THE TASK
Please write out every line of the items below word for word, leaving nothing out.

TASK INPUTS

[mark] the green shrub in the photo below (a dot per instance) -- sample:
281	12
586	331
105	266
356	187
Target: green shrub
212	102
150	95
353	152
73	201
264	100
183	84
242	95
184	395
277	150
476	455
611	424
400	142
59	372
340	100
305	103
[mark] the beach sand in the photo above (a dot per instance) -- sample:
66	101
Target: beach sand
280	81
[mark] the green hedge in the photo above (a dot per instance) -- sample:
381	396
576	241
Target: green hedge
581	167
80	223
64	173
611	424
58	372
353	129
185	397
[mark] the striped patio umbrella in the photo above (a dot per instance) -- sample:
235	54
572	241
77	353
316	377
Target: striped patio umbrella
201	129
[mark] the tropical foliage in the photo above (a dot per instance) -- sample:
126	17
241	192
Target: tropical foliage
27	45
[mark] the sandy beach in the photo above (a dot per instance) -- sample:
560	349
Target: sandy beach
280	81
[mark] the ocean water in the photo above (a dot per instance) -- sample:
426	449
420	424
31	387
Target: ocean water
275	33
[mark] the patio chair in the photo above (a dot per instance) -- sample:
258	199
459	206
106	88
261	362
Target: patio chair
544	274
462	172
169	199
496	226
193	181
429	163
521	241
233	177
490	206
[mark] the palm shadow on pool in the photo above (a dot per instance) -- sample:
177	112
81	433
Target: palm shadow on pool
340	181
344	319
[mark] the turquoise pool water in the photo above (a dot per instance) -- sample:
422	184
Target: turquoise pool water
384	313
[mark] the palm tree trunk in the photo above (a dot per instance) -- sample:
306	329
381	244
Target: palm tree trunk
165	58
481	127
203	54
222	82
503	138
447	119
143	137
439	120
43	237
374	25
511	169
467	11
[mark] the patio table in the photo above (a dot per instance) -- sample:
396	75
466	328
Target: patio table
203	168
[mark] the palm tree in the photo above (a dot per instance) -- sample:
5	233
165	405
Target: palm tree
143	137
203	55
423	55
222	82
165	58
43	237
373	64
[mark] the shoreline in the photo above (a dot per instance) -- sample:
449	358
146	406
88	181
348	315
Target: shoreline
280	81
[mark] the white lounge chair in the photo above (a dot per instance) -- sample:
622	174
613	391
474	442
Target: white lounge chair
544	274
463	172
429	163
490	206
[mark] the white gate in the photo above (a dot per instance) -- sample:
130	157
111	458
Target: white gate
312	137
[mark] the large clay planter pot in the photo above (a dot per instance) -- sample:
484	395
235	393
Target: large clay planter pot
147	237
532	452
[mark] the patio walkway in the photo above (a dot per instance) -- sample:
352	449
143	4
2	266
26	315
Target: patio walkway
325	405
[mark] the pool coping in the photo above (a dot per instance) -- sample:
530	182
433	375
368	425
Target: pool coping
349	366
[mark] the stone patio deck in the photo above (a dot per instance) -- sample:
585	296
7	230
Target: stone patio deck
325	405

SOLUTION
[mark] the green shrub in the photo below (a dot per instance) -- sample:
281	12
586	331
105	266
356	187
Target: green shrub
212	102
150	95
353	152
73	201
264	100
183	84
242	95
184	395
277	150
476	455
611	424
400	142
59	372
340	100
305	103
[mark] the beach sand in the photo above (a dot per instance) -- sample:
66	101
Target: beach sand
280	81
[mark] the green hedge in the photo above (a dot per instance) -- sample:
381	396
576	241
Target: green hedge
581	167
80	223
64	173
611	424
58	372
353	129
185	397
[mark] the striped patio umbrella in the photo above (a dot per instance) -- sample:
235	54
572	241
77	353
316	377
Target: striped patio umbrella
201	129
[mark] the tropical foliage in the photo above (a dot per instance) -- sample:
126	17
241	192
Target: tropical foliage
27	45
[mark] the sandy beach in the photo above (a dot per instance) -- sample:
560	349
Target: sandy beach
280	81
[mark] the ocean water in the photo above (a dot per instance) -- sample:
426	449
420	424
31	387
Target: ocean water
275	33
[mark] the patio chair in the photo above (a dot per instance) -- sample:
258	199
459	206
106	88
261	362
Target: patio chair
544	274
462	172
169	199
496	226
193	181
429	163
521	241
233	177
490	206
[mark] the palm shadow on pool in the photo above (a dot per instance) -- sample:
177	112
81	433
Target: palm shadow on pool
340	181
344	319
[mark] the turquoise pool water in the photo above (a dot per instance) -- sample:
422	184
Target: turquoise pool water
384	313
[mark] the palm tree trunk in the photo above (a dot per instance) -- sample:
306	329
381	244
Target: palm tree trunk
165	58
481	127
203	54
222	82
503	138
447	119
143	137
439	120
43	237
374	25
511	169
467	11
[mark] the patio table in the photo above (a dot per instance) -- sample:
396	75
466	328
Target: patio table
203	168
[mark] the palm tree in the photo above (a dot per instance) -- sample:
5	233
165	405
Target: palm tree
143	137
203	55
423	55
222	82
165	58
43	237
373	64
[mark] the shoreline in the photo above (a dot per instance) -- sample:
449	358
146	406
88	181
348	315
Target: shoreline
280	81
[mark] the white lounge chair in the photo above (a dot per instance) -- sample:
622	174
613	391
474	442
Target: white lounge chair
544	274
463	172
429	163
490	206
[mark] the white gate in the photo above (a dot per instance) -- sample:
130	157
111	458
Target: white gate
312	137
[mark] the large clay planter pot in the photo above (a dot per instance) -- sample:
484	395
235	393
Target: large clay planter pot
147	237
532	452
[mark] the patio walkway in the photo above (a dot per instance) -- sample:
352	449
143	4
2	266
26	315
Target: patio walkway
325	405
[mark] the pool coping in the photo above (a dot per instance) -- sample:
530	182
433	375
368	425
Target: pool coping
349	366
[mark] the stone patio deck in the photo above (a dot per instance) -- sample:
585	296
7	230
Target: stone patio deck
325	405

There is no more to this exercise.